## LISTA DE TAREFAS
• 1. Segundo o texto sobre fascismo e governo Bolsonaro, a que momentos históricos remontam as bases do nazismo?
• 2. Resuma em duas frases o texto sobre fascismo e governo Bolsonaro.
• 3. Prossiga o texto sobre fascismo e governo Bolsonaro a partir da última frase apresentada.

## TRECHO SELECIONADO
--------------------
Multiplicam-se, nos
mais diversos meios, análises que apontam para o caráter fascista do governo
Bolsonaro. Artigos, crônicas, ensaios, entrevistas. Como nunca na história da
análise política do Brasil, parece haver um consenso de que vivemos um período
nebuloso de nossa democracia, seriamente ameaçada pelo autoritarismo do atual
governo e pela corrosão de suas instituições fundamentais.
Os defensores do
governo Bolsonaro (sim, eles ainda existem) acusam tais análises de serem
exageradas, coisa de comunista, da imprensa contrária ao governo e de
intelectuais propagadores do marxismo cultural.
Como vivemos em um
tempo em que o óbvio precisa ser dito e demonstrado todos os dias, talvez seja
bom (re)lembrar alguns processos que caracterizaram o nazismo na Alemanha, a
fim de fomentar análises comparativas e, com isso, pensarmos sobre o fantasma
do fascismo a partir de elementos históricos concretos. Se nosso objetivo é
evitar repetir os erros que a humanidade cometeu em sua história, é revisitando
essa história que encontraremos os elementos para compreender as tentações que
ameaçam nosso presente.
A grande alucinação
coletiva que justificou o genocídio contra os judeus e, em geral, todas as
ações do governo de Adolf Hitler, não surgiu de repente na Alemanha. As bases
do nazismo remetem à segunda metade do século XVIII, à unificação da Alemanha
e, de modo especial, à Primeira Guerra Mundial.
--------------------
## RECORTE DO MATERIAL

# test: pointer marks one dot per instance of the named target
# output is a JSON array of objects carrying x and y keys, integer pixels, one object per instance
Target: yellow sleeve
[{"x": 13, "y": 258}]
--------------------
## PROBLEMAS RESOLVIDOS
• 1. À segunda metade do século XVIII, à unificação da Alemanha e, de modo especial, à Primeira Guerra Mundial.

• 2. Multiplicam-se análises que apontam o caráter fascista do governo Bolsonaro e uma democracia ameaçada pelo autoritarismo, enquanto os defensores do governo as acusam de exageradas e comunistas. O texto propõe então relembrar processos que caracterizaram o nazismo na Alemanha, cujas bases remetem à segunda metade do século XVIII, à unificação alemã e à Primeira Guerra Mundial.

• 3.
Na Primeira Guerra
Mundial a Alemanha não foi apenas derrotada. Ela foi humilhada, e os alemães
sobreviventes herdaram um país destruído, economicamente em frangalhos,
culturalmente esfacelado, socialmente confuso e politicamente desorientado.
Ressentidos e com desejo de vingança, os alemães precisavam de um alvo para
atribuir a culpa pelo que estavam passando.
Em situações desse
tipo, sempre surgem as tentações por explicações fáceis, por modelos que
simplifiquem a realidade e lhe deem um sentido imediato. De repente surge uma
narrativa, tão simplória quanto acessível, na qual os judeus e os comunistas
(sim, os comunistas) apareciam como culpados pela derrocada do país,
mancomunados que estavam para controlar o governo e os bancos e enriquecer às
custas do povo alemão.
Ora, depois de
disseminada uma explicação simplista para os problemas, o segundo passo é o
surgimento, ainda como decorrência natural, de uma solução também simples: a
eliminação dos judeus e dos comunistas. Afinal, os alemães não são apenas
fisicamente superiores como raça, eles são também superiores no campo moral. Eles
são mais dignos, são mais trabalhadores, são mais respeitáveis, são mais
honestos. São, enfim, uma raça superior em todos os sentidos, e se a Alemanha
enquanto nação está arruinada, é porque teve seu comando nas mãos de pessoas
que não representavam o ideal de pureza e superioridade do povo alemão.
A eliminação dos judeus
e dos comunistas, portanto, surge como solução geral para todos os males da
Alemanha, pois ela extinguiria a origem de todos os problemas: o fato de a
Alemanha ter sido tomada por representantes de raças fisicamente inferiores e
moralmente degeneradas.
(A essa altura o raro
leitor já estará percebendo as semelhanças...).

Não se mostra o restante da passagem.